==== Extract

Impact of Oportunidades on Skilled Attendance at Delivery in Rural Areas
Oportunidades only modestly increased the use of skilled attendants at the time of delivery among poor women in rural areas of Mexico—more by women who’d previously given birth.
A substantial proportion of maternal deaths in developing countries occur at the time of delivery. Labor attendance by skilled personnel can be an effective way to reduce maternal deaths and raise the chances of newborn survival. However, women in rural areas are less likely to have access to quality medical services, particularly at the time of their delivery. In Mexico, Oportunidades (previously called PROGRESA), a large-scale conditional cash transfer program, includes a health component that targets poor women in rural areas. Enrollment for the program was determined by an estimated poverty score. The program provides pregnancy and delivery care for enrolled women and offers a series of educational talks on family planning, prenatal and newborn care, as well as access to a trained professional during childbirth. This paper assesses the impact of Oportunidades on the utilization of skilled attendants at delivery by women in rural areas.
At best, Oportunidades only modestly increased the use of skilled attendants at the time of delivery among poor women in rural areas. While women with more schooling were 21.6% more likely and women who spoke an indigenous language were 15.3% less likely to have a skilled attendance at the time of delivery, the researchers found:
- Having a child before enrollment in the program increased the likelihood that a woman would use a skilled attendant for her next childbirth.

========
==== Stored data

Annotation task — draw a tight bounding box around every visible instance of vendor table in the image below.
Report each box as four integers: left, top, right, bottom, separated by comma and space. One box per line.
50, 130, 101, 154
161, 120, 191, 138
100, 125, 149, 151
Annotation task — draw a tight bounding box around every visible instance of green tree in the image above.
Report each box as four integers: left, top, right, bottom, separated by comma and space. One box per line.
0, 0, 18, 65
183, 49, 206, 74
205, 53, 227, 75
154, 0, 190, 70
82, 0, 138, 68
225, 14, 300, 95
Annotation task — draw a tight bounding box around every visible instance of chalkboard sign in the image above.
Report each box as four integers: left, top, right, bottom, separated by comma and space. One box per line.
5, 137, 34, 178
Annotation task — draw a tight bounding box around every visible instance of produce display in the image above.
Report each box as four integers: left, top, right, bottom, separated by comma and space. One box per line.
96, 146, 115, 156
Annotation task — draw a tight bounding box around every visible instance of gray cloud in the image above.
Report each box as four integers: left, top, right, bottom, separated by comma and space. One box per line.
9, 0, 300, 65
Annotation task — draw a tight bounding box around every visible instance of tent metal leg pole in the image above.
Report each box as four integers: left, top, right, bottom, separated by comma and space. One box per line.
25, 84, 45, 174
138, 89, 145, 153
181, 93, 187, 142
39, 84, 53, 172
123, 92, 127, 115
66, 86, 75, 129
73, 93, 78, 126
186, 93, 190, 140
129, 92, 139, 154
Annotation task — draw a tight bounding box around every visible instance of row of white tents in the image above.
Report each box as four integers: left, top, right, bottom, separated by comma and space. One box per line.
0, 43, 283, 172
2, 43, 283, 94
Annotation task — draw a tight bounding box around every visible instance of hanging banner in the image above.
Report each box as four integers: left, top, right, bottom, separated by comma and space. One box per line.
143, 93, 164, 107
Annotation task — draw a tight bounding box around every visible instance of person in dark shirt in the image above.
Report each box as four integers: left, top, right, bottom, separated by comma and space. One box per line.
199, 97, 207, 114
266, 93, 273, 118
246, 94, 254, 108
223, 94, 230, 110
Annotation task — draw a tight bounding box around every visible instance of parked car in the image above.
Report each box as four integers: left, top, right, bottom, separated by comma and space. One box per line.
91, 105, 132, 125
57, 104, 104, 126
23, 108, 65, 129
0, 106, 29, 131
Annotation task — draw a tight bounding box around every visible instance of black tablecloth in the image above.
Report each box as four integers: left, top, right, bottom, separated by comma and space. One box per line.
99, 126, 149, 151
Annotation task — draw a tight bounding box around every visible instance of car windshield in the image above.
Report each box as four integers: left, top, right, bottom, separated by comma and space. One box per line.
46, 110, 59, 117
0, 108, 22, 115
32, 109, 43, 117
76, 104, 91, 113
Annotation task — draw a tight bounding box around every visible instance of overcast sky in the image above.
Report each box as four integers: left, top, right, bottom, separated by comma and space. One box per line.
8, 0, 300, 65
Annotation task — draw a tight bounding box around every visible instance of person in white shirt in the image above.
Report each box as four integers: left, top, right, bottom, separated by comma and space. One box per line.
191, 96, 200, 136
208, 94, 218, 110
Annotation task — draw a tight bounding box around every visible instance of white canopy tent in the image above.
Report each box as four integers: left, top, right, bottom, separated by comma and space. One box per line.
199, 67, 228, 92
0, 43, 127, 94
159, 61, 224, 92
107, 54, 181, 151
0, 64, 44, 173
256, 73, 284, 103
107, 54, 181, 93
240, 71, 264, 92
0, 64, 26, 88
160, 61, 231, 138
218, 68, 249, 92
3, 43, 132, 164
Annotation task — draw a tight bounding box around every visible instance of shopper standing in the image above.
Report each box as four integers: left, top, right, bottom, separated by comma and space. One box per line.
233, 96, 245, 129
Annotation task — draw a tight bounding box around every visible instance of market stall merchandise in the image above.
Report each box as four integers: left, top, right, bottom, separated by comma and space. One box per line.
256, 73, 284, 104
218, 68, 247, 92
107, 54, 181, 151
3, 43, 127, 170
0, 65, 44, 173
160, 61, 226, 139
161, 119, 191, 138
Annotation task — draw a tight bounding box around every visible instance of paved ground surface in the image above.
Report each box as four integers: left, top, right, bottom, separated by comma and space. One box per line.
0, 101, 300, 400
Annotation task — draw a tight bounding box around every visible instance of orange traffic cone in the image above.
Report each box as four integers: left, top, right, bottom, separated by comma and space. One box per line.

========

:: What to do ::
(a) According to the Oportunidades summary, how much more likely were women with more schooling to have a skilled attendant at delivery?
(b) Copy the Oportunidades summary from the words "Impact of Oportunidades on Skilled" through the words "previously given birth.".
(c) Decide whether each statement agrees with the Oportunidades summary, and support each yes or no with its deciding words. (i) Oportunidades was previously called PROGRESA. (ii) Enrollment in the program was based on how many children a woman had already had. (iii) Women who spoke an indigenous language were more likely to have a skilled attendant at delivery.
Work from the Oportunidades summary alone, without outside knowledge.

:: Solutions to each task ::
(a) 21.6% more likely

(b)
Impact of Oportunidades on Skilled Attendance at Delivery in Rural Areas
Oportunidades only modestly increased the use of skilled attendants at the time of delivery among poor women in rural areas of Mexico—more by women who’d previously given birth.

(c)
(i) Yes: "Oportunidades (previously called PROGRESA)"
(ii) No: "Enrollment for the program was determined by an estimated poverty score."
(iii) No: "women who spoke an indigenous language were 15.3% less likely to have a skilled attendance at the time of delivery"